Aufgabe - Geben Sie aus dem Lesetext über das MM-Zeitungsarchiv unten alles von „Treue MM-Leser wissen: Woche“ bis hinunter zu „1972 zu kaufen!“ wortgetreu wieder.

Lesetext -
_ _ _
Treue MM-Leser wissen: Woche für Woche zitiert die Redaktion in der Rubrik „Im Archiv geblättert” (in der Print-Ausgabe zumeist auf S. 8) Ereignisse von vor 10, 20, 30, 40 und 50 Jahren. Doch seit Juli stand in der Spalte für die Zitate lediglich der Vermerk, dass im MM-Zeitungsarchiv für das zweite Halbjahr 1972 eine Lücke klafft. Aus jener Zeit ist kein einziges Zeitungsexemplar – die üblicherweise zu dicken Jahrbüchern gebunden wurden – aufbewahrt worden. Darum machte die wöchentliche Rubrik in den vergangenen sechs Monaten stets mit der Bitte auf, es möge sich melden, wer noch eine alte MM-Ausgabe zu Hause besitzt. Und tatsächlich wiesen zwei Leser die Redaktion auf einen Ebay-Eintrag hin: Dort gab es für 30 Euro ein Exemplar der Silvester-Ausgabe von 1972 zu kaufen!
Um es kurz zu machen, das Exemplar wurde erstanden und öffnet nun Einblicke in ein Mallorca von vor exakt einem halben Jahrhundert. „Prosit Neujahr! Und alle sprechen von Sonne”, lautete die Schlagzeile auf der Titelseite. Der Hintergrund: Die neuen Reiseprospekte für die kommende Saison waren erschienen. „Gestützt auf ein erfolgreiches Geschäftsjahr legt N-U-R, Neckermann und Reisen, in Vier-Millionen-Auflage den Reisekatalog Sommer 1973 vor”, heißt es dort.
_ _ _
(Zeilen aus einem Datensatz zur Punktbeschriftung)

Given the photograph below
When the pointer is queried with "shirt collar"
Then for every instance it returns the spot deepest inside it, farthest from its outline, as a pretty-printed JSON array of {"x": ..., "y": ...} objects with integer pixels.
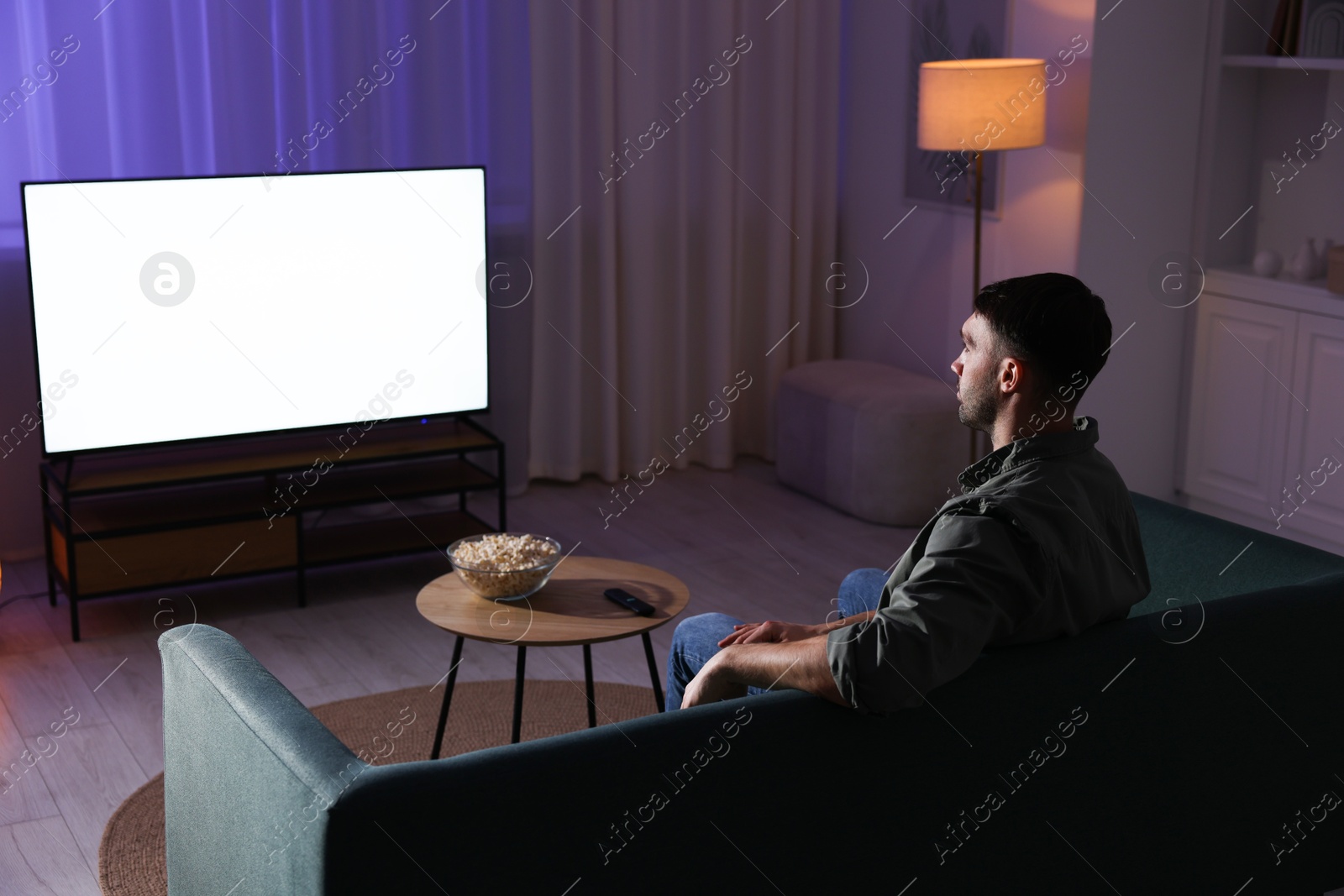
[{"x": 1034, "y": 448}]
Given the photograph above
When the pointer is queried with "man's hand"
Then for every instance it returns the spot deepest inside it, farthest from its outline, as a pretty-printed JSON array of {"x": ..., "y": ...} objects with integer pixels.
[
  {"x": 770, "y": 631},
  {"x": 801, "y": 665}
]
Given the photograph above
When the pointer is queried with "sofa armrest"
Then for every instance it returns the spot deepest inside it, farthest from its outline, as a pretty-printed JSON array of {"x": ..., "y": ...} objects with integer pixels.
[{"x": 248, "y": 773}]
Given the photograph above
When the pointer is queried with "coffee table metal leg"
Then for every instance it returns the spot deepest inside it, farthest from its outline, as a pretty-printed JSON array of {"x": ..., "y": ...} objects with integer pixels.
[
  {"x": 588, "y": 684},
  {"x": 654, "y": 671},
  {"x": 448, "y": 698},
  {"x": 517, "y": 694}
]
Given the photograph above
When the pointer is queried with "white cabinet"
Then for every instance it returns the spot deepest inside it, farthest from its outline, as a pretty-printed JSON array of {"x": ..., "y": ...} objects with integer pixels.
[
  {"x": 1243, "y": 362},
  {"x": 1315, "y": 465},
  {"x": 1265, "y": 441}
]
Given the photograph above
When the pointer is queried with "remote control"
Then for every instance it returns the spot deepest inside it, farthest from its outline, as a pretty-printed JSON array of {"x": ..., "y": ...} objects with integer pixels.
[{"x": 629, "y": 602}]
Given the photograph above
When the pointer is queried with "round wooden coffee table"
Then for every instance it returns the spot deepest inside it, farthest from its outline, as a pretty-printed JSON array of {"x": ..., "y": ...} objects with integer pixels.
[{"x": 570, "y": 610}]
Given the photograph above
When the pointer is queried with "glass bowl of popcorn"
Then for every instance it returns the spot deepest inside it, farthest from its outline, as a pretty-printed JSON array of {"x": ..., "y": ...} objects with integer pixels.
[{"x": 504, "y": 566}]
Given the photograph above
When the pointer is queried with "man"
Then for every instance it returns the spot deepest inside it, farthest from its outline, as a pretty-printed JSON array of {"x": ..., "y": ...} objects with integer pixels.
[{"x": 1042, "y": 543}]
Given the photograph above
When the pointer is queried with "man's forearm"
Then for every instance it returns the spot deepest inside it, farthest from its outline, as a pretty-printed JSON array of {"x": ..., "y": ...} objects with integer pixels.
[
  {"x": 848, "y": 621},
  {"x": 801, "y": 665}
]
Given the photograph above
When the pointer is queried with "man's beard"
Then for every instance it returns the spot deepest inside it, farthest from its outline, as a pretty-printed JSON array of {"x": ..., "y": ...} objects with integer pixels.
[{"x": 978, "y": 405}]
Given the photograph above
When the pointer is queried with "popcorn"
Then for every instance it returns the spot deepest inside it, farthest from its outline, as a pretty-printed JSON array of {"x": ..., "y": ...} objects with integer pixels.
[{"x": 503, "y": 566}]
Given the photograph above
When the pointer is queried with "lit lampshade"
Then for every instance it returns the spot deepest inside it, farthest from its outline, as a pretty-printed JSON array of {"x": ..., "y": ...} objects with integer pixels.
[{"x": 983, "y": 103}]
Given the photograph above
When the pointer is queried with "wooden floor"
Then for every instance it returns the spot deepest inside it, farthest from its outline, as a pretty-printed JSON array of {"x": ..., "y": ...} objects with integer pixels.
[{"x": 743, "y": 543}]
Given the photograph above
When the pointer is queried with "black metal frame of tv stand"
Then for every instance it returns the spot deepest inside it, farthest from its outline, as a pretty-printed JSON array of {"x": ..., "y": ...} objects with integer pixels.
[{"x": 393, "y": 458}]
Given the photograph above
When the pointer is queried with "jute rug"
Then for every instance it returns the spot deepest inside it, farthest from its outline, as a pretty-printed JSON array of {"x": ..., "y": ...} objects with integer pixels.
[{"x": 131, "y": 857}]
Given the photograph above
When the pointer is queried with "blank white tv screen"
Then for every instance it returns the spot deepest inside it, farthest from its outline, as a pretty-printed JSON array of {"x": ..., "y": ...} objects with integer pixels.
[{"x": 208, "y": 307}]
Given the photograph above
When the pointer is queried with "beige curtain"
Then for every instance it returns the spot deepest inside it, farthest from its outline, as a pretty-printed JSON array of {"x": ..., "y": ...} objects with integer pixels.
[{"x": 685, "y": 224}]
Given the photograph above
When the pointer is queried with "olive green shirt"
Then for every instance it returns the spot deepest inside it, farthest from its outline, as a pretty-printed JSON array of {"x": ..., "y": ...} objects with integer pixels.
[{"x": 1042, "y": 543}]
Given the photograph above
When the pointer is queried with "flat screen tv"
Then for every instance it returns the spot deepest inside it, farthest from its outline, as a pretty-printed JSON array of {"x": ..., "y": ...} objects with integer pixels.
[{"x": 197, "y": 308}]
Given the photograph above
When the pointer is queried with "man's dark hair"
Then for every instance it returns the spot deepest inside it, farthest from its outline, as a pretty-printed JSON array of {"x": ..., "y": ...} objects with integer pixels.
[{"x": 1054, "y": 322}]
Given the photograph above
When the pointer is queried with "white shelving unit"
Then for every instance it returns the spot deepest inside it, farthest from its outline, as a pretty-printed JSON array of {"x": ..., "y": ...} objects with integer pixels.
[{"x": 1265, "y": 356}]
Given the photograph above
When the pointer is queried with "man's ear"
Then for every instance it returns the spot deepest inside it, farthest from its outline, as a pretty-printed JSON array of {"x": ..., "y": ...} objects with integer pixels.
[{"x": 1010, "y": 376}]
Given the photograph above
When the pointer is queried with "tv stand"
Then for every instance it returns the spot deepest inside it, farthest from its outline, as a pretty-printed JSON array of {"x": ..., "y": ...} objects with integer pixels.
[{"x": 183, "y": 515}]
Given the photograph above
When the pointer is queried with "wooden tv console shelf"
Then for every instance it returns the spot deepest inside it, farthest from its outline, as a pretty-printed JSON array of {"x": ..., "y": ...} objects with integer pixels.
[{"x": 156, "y": 517}]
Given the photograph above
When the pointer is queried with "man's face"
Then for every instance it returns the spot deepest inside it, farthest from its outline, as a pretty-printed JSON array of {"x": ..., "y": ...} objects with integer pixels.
[{"x": 978, "y": 369}]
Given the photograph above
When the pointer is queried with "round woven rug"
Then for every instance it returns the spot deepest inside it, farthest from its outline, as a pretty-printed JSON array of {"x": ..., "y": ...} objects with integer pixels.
[{"x": 131, "y": 857}]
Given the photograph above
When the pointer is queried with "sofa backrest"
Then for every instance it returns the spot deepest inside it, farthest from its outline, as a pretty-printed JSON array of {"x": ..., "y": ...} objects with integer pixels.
[
  {"x": 1113, "y": 757},
  {"x": 249, "y": 773},
  {"x": 1193, "y": 555}
]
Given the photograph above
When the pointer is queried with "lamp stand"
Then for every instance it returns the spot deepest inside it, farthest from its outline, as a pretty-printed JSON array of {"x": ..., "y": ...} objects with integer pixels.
[{"x": 980, "y": 183}]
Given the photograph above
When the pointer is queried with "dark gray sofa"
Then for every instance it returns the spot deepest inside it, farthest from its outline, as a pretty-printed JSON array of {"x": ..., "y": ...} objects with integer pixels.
[{"x": 1135, "y": 758}]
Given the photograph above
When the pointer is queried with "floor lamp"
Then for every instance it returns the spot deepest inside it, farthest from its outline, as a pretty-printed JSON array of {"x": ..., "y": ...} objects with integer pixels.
[{"x": 971, "y": 107}]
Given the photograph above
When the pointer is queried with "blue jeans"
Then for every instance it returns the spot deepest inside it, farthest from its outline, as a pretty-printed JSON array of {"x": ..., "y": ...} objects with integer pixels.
[{"x": 696, "y": 638}]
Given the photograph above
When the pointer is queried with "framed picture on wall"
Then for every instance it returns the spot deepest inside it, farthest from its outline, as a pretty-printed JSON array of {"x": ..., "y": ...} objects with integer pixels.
[{"x": 958, "y": 29}]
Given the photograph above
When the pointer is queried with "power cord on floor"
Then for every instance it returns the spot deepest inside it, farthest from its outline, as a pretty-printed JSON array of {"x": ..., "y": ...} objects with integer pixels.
[{"x": 20, "y": 597}]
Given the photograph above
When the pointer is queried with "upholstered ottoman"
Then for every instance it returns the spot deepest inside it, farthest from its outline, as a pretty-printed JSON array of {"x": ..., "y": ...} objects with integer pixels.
[{"x": 874, "y": 441}]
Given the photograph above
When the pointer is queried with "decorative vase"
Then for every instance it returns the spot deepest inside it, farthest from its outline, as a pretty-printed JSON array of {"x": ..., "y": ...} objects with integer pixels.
[
  {"x": 1323, "y": 261},
  {"x": 1335, "y": 281},
  {"x": 1305, "y": 259},
  {"x": 1268, "y": 262}
]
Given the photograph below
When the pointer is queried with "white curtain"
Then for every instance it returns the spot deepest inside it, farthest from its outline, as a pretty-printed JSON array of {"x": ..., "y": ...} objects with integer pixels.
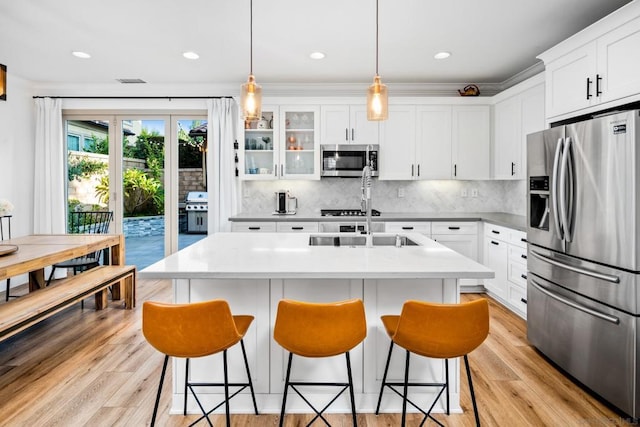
[
  {"x": 222, "y": 184},
  {"x": 49, "y": 180}
]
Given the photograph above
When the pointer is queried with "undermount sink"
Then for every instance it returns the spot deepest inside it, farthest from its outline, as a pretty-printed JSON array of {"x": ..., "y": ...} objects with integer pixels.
[{"x": 359, "y": 240}]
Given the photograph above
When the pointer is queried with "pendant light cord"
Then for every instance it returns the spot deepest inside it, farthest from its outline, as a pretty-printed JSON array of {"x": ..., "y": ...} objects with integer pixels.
[
  {"x": 376, "y": 37},
  {"x": 251, "y": 36}
]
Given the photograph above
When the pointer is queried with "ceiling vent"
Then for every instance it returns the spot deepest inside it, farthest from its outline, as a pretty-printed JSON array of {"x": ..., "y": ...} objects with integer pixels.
[{"x": 131, "y": 80}]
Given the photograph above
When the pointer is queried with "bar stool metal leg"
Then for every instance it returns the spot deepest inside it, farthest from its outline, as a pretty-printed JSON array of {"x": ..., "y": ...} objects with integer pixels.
[{"x": 155, "y": 407}]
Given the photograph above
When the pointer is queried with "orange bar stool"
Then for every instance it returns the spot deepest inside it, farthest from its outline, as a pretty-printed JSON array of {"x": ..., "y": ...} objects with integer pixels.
[
  {"x": 441, "y": 331},
  {"x": 196, "y": 330},
  {"x": 319, "y": 330}
]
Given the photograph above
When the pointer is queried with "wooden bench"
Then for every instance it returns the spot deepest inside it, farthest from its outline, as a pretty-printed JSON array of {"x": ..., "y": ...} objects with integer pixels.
[{"x": 19, "y": 314}]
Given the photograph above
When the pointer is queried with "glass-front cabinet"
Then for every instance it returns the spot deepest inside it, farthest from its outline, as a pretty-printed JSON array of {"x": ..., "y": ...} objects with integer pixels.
[
  {"x": 260, "y": 156},
  {"x": 299, "y": 151},
  {"x": 284, "y": 144}
]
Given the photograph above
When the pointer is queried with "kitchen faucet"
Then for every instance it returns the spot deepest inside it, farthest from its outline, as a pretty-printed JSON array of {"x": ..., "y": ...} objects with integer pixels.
[{"x": 365, "y": 202}]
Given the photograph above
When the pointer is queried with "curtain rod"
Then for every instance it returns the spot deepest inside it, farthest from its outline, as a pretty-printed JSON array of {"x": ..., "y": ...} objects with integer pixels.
[{"x": 134, "y": 97}]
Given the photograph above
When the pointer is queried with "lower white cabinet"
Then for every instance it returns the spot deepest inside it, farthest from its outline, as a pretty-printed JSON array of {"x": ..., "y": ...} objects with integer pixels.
[
  {"x": 297, "y": 227},
  {"x": 505, "y": 252},
  {"x": 262, "y": 226},
  {"x": 462, "y": 237}
]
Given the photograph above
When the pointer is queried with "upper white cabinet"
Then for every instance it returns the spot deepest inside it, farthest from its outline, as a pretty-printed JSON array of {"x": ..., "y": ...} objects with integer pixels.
[
  {"x": 596, "y": 66},
  {"x": 396, "y": 159},
  {"x": 471, "y": 141},
  {"x": 514, "y": 118},
  {"x": 435, "y": 142},
  {"x": 347, "y": 124},
  {"x": 285, "y": 147}
]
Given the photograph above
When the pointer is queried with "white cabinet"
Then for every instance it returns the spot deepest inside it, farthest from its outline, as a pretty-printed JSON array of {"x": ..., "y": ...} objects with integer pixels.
[
  {"x": 297, "y": 227},
  {"x": 423, "y": 227},
  {"x": 396, "y": 159},
  {"x": 435, "y": 142},
  {"x": 471, "y": 142},
  {"x": 598, "y": 65},
  {"x": 505, "y": 252},
  {"x": 257, "y": 226},
  {"x": 514, "y": 118},
  {"x": 288, "y": 149},
  {"x": 347, "y": 124},
  {"x": 462, "y": 237}
]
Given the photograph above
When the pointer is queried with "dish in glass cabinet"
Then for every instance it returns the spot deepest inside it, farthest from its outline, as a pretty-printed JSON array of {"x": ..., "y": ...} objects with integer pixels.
[{"x": 8, "y": 249}]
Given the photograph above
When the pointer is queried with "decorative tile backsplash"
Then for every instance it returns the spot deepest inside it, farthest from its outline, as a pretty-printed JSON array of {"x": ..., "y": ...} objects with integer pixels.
[{"x": 419, "y": 196}]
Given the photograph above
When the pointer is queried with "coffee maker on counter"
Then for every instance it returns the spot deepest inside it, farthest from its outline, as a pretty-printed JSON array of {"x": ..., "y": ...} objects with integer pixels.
[{"x": 286, "y": 204}]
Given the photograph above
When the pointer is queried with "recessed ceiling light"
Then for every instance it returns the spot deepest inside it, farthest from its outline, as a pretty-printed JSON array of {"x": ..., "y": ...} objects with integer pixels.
[
  {"x": 83, "y": 55},
  {"x": 191, "y": 55},
  {"x": 442, "y": 55}
]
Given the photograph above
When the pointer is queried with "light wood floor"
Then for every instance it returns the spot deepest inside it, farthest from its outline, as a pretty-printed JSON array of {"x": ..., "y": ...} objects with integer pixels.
[{"x": 88, "y": 368}]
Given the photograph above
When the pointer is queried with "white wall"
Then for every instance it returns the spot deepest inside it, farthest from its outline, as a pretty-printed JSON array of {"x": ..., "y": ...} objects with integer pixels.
[{"x": 17, "y": 136}]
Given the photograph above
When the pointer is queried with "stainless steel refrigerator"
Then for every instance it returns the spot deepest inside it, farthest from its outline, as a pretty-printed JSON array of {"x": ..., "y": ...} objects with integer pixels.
[{"x": 583, "y": 218}]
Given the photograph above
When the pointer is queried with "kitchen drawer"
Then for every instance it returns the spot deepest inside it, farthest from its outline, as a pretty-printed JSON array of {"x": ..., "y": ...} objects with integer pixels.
[
  {"x": 423, "y": 227},
  {"x": 517, "y": 254},
  {"x": 517, "y": 273},
  {"x": 518, "y": 298},
  {"x": 264, "y": 227},
  {"x": 297, "y": 227},
  {"x": 497, "y": 232},
  {"x": 518, "y": 238},
  {"x": 454, "y": 228}
]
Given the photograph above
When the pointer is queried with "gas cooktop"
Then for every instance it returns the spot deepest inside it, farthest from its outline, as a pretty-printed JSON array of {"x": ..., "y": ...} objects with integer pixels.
[{"x": 347, "y": 212}]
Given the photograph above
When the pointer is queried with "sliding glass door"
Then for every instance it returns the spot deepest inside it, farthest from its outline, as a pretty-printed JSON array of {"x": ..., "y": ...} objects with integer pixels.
[{"x": 143, "y": 168}]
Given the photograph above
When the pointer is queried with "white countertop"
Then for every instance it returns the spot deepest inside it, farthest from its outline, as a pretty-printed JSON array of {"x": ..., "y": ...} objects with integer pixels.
[{"x": 288, "y": 255}]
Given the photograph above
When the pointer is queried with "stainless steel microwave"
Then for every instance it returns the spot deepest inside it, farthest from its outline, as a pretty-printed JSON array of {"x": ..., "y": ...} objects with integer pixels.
[{"x": 348, "y": 159}]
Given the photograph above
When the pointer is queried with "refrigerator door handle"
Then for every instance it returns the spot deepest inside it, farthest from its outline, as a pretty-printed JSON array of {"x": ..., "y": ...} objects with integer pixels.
[
  {"x": 580, "y": 270},
  {"x": 575, "y": 305},
  {"x": 566, "y": 189},
  {"x": 554, "y": 189}
]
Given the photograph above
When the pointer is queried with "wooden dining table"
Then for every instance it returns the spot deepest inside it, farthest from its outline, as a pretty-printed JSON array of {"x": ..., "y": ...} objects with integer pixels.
[{"x": 37, "y": 251}]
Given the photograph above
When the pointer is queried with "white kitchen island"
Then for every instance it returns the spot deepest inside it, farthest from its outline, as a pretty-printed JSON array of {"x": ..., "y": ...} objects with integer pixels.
[{"x": 253, "y": 271}]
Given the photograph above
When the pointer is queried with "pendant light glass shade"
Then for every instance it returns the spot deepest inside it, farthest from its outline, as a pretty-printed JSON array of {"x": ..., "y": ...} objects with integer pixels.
[
  {"x": 377, "y": 97},
  {"x": 377, "y": 101},
  {"x": 251, "y": 99},
  {"x": 251, "y": 92}
]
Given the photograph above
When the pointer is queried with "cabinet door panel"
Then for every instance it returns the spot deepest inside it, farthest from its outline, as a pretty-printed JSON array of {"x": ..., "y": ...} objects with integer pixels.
[
  {"x": 619, "y": 61},
  {"x": 567, "y": 81},
  {"x": 433, "y": 142},
  {"x": 397, "y": 144},
  {"x": 471, "y": 142}
]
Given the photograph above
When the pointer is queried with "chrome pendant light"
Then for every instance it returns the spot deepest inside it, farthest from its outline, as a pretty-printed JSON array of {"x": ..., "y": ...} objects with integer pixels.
[
  {"x": 251, "y": 92},
  {"x": 377, "y": 95}
]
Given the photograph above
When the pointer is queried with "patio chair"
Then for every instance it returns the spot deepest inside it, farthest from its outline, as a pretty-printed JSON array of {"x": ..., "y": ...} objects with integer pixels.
[{"x": 94, "y": 222}]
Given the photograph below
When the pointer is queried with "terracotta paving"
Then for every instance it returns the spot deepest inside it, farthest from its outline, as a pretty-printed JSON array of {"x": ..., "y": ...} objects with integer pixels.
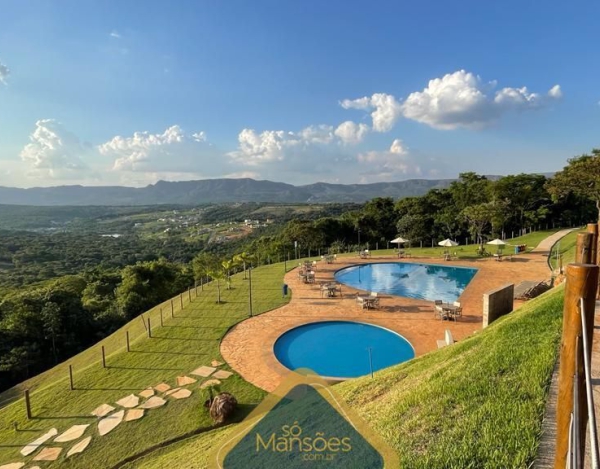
[{"x": 248, "y": 347}]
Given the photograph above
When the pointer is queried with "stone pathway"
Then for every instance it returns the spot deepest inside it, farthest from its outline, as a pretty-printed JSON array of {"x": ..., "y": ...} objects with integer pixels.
[
  {"x": 547, "y": 243},
  {"x": 108, "y": 421}
]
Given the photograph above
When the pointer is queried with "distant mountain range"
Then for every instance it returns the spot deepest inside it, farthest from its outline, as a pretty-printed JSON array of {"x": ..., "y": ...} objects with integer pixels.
[{"x": 216, "y": 191}]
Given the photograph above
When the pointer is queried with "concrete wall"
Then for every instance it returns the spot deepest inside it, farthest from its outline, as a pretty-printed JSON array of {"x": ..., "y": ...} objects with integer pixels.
[{"x": 497, "y": 303}]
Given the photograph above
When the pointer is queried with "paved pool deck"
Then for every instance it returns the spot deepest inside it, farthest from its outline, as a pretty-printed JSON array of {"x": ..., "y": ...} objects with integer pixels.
[{"x": 248, "y": 347}]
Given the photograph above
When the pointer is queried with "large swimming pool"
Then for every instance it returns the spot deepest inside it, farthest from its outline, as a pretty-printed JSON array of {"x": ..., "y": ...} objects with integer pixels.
[
  {"x": 421, "y": 281},
  {"x": 341, "y": 349}
]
_ _ _
Lösung -
Treue MM-Leser wissen: Woche für Woche zitiert die Redaktion in der Rubrik „Im Archiv geblättert” (in der Print-Ausgabe zumeist auf S. 8) Ereignisse von vor 10, 20, 30, 40 und 50 Jahren. Doch seit Juli stand in der Spalte für die Zitate lediglich der Vermerk, dass im MM-Zeitungsarchiv für das zweite Halbjahr 1972 eine Lücke klafft. Aus jener Zeit ist kein einziges Zeitungsexemplar – die üblicherweise zu dicken Jahrbüchern gebunden wurden – aufbewahrt worden. Darum machte die wöchentliche Rubrik in den vergangenen sechs Monaten stets mit der Bitte auf, es möge sich melden, wer noch eine alte MM-Ausgabe zu Hause besitzt. Und tatsächlich wiesen zwei Leser die Redaktion auf einen Ebay-Eintrag hin: Dort gab es für 30 Euro ein Exemplar der Silvester-Ausgabe von 1972 zu kaufen!